--- CONSIGNE A ---
Reproduisez à l'identique les lignes des enregistrements, depuis celle qui contient « Practice step: point out every instance of the concrete » jusqu'à la fin des enregistrements, ces deux limites comprises.

--- ARTICLE ---

•••

Direction Porte d’Italie

Lorsqu’il se marie en 1918, Guillaume Apollinaire va consacrer l’événement à la brasserie Poccardi à proximité des grands boulevards. Le 2 mai, en compagnie de Pablo Picasso, Ambroise Vollard, Gabrielle Buffet et Lucien Descaves, il y déguste notamment des ravioli al pollo, un filet de turbot au vin blanc et une  entre-côte grillée sauce béarnaise le tout accompagné de Chianti vieux et d’Asti spumante. Il se trouve que la carte générale de ce restaurant disparu figure à l’exposition « Ciao Italia » qui vient de débuter au Palais de la Porte Dorée.

•••

(Enregistrements issus d'une collecte de données)
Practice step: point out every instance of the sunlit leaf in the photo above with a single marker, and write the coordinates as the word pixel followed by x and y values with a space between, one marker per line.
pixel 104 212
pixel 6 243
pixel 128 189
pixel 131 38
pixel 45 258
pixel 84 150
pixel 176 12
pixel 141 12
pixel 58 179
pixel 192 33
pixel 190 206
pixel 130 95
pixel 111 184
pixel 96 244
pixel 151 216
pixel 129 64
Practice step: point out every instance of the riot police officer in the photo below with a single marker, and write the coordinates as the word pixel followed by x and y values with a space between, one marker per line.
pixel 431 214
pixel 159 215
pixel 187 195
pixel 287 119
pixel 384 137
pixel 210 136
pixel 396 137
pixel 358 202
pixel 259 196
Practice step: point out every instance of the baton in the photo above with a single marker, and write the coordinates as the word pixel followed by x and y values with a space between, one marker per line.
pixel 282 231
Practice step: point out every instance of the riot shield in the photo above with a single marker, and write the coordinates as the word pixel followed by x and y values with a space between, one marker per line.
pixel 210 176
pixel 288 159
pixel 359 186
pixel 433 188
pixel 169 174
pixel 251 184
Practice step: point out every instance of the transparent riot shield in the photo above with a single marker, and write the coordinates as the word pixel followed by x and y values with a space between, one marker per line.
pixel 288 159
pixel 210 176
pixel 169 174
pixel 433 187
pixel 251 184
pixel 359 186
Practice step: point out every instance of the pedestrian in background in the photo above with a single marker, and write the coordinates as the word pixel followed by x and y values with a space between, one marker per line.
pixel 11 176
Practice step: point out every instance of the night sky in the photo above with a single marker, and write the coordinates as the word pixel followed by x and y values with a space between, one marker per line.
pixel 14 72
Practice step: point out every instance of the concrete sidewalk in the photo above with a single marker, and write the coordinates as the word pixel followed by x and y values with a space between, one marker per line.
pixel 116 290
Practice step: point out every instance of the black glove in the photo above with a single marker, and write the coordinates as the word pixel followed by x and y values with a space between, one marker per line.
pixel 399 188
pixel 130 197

•••

--- CONSIGNE B ---
Répondez brièvement à ces questions sur l'article.
(i) En quelle année Guillaume Apollinaire se marie-t-il ?
(ii) Quel vin rouge accompagne le repas chez Poccardi ?
(iii) Dans quel lieu se tient l'exposition « Ciao Italia » ?

--- RÉSULTAT A ---
Practice step: point out every instance of the concrete sidewalk in the photo above with a single marker, and write the coordinates as the word pixel followed by x and y values with a space between, one marker per line.
pixel 116 290
Practice step: point out every instance of the black glove in the photo above with a single marker, and write the coordinates as the word pixel followed by x and y values with a space between, one marker per line.
pixel 399 188
pixel 130 197

--- RÉSULTAT B ---
(i) En 1918.
(ii) Du Chianti vieux.
(iii) Au Palais de la Porte Dorée.